Task brief — The lines of the records that include "below" should all be copied.

Given data —
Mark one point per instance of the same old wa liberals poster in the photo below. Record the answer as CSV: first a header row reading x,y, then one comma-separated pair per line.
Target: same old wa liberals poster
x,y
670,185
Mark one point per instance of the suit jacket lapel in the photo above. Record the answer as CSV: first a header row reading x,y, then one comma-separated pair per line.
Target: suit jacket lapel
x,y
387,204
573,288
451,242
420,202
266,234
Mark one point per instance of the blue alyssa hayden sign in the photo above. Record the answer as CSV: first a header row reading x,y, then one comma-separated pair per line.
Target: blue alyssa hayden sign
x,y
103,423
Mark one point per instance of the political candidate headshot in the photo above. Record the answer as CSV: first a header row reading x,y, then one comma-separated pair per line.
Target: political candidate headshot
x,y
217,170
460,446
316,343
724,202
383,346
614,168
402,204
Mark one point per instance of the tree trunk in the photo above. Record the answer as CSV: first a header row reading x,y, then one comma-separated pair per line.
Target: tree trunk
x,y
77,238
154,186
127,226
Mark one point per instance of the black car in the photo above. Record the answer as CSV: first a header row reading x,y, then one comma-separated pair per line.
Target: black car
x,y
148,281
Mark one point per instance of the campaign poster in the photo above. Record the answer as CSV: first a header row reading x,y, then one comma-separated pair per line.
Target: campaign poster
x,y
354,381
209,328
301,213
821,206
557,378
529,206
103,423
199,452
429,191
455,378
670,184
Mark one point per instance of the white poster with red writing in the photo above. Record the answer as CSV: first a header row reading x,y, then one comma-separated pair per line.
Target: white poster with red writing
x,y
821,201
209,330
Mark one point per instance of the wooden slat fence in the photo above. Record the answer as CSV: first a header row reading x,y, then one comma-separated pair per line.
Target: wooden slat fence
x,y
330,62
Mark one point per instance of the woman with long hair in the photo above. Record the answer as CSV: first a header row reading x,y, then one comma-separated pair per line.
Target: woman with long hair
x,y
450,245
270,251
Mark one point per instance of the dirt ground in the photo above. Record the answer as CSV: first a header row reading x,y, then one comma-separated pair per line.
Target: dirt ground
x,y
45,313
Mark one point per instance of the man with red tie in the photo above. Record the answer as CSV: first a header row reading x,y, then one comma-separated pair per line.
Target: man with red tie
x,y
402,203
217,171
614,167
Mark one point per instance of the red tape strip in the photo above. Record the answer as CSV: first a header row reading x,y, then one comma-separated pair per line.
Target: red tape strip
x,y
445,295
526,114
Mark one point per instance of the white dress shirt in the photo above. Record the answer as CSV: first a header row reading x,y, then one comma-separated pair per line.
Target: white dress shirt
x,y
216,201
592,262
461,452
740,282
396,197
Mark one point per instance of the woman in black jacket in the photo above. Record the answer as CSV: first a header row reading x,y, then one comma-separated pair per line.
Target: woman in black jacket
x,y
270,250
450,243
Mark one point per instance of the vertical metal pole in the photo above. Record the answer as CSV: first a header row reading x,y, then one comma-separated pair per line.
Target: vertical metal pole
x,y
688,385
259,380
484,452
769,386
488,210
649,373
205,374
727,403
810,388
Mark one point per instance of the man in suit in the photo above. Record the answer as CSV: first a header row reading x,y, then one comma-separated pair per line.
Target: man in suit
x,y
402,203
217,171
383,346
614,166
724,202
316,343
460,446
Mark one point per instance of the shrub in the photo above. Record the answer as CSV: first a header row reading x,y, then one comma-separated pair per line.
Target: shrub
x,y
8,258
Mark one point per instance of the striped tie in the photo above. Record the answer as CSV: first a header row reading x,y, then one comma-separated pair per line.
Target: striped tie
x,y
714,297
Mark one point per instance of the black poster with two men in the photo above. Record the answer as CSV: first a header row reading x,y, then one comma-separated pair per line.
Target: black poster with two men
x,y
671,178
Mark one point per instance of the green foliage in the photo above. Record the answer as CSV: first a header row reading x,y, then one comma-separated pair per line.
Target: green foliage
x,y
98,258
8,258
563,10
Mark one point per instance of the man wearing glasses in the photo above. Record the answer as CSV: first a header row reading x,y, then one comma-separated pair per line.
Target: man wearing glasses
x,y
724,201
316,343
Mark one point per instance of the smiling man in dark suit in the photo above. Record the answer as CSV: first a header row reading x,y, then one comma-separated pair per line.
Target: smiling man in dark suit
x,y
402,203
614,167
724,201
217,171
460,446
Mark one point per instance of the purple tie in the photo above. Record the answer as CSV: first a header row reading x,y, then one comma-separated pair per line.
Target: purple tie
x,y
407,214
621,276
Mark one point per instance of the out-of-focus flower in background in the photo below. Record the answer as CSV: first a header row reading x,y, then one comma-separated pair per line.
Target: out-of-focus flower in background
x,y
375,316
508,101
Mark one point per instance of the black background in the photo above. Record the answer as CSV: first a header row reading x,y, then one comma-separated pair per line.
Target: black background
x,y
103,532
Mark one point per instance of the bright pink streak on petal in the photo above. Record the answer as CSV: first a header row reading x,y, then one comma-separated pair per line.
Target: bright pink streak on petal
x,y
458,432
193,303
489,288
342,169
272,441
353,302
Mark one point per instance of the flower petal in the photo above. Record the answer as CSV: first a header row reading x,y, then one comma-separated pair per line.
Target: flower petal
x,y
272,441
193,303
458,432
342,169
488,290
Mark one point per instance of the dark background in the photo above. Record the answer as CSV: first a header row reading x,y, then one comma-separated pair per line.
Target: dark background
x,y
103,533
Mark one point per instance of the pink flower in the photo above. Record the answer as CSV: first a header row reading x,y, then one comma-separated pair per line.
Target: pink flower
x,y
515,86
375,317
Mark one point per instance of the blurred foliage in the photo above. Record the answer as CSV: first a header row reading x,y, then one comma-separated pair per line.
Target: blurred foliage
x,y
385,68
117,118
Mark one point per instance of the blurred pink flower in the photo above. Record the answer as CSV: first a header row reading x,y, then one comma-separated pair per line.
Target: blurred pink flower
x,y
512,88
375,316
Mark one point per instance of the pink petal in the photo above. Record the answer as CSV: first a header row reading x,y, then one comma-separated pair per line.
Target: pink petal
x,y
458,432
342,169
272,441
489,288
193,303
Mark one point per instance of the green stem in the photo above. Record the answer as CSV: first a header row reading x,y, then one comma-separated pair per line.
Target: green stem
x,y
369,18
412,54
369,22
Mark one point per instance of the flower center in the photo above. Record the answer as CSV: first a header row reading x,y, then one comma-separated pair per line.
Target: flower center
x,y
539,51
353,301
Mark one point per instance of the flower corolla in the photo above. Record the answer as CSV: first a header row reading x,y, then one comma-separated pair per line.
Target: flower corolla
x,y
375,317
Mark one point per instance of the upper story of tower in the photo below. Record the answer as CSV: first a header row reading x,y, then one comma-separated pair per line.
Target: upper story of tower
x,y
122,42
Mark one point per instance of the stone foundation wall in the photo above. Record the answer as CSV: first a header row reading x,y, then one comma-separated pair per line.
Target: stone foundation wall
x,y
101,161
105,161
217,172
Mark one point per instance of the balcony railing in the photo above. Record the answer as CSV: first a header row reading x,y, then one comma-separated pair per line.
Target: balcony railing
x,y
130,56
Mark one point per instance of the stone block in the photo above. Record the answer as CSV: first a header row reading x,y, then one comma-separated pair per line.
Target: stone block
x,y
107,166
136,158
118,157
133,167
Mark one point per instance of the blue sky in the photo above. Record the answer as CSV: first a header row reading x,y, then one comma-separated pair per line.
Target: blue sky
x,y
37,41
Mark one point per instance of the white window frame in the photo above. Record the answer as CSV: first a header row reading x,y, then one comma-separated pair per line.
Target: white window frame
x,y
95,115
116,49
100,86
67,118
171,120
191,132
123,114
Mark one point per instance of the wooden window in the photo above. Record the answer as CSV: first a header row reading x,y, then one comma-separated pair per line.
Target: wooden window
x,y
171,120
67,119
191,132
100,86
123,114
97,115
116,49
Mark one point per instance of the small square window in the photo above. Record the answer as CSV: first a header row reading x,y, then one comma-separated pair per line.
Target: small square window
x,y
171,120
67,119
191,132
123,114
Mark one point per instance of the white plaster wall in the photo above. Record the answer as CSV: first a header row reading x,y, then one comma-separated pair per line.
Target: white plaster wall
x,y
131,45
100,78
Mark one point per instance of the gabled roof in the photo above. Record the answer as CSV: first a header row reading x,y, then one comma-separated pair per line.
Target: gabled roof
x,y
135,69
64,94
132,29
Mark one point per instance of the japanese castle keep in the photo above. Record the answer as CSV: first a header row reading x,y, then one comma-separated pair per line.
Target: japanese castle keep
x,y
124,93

Task output —
Mark one point per instance of the same old wa liberals poster in the photo below. Record the answer as CSV: first a header row reading x,y, then one comma-separated pair per line.
Mark one point per instance of the out-of-focus flower in background in the photo below. Record the answer as CSV: first a header row reading x,y, then one comma-separated pair per line.
Mark one point per instance of the upper story of tower in the photo below. Record the answer as CSV: first a header row reading x,y, then one comma-separated pair per line.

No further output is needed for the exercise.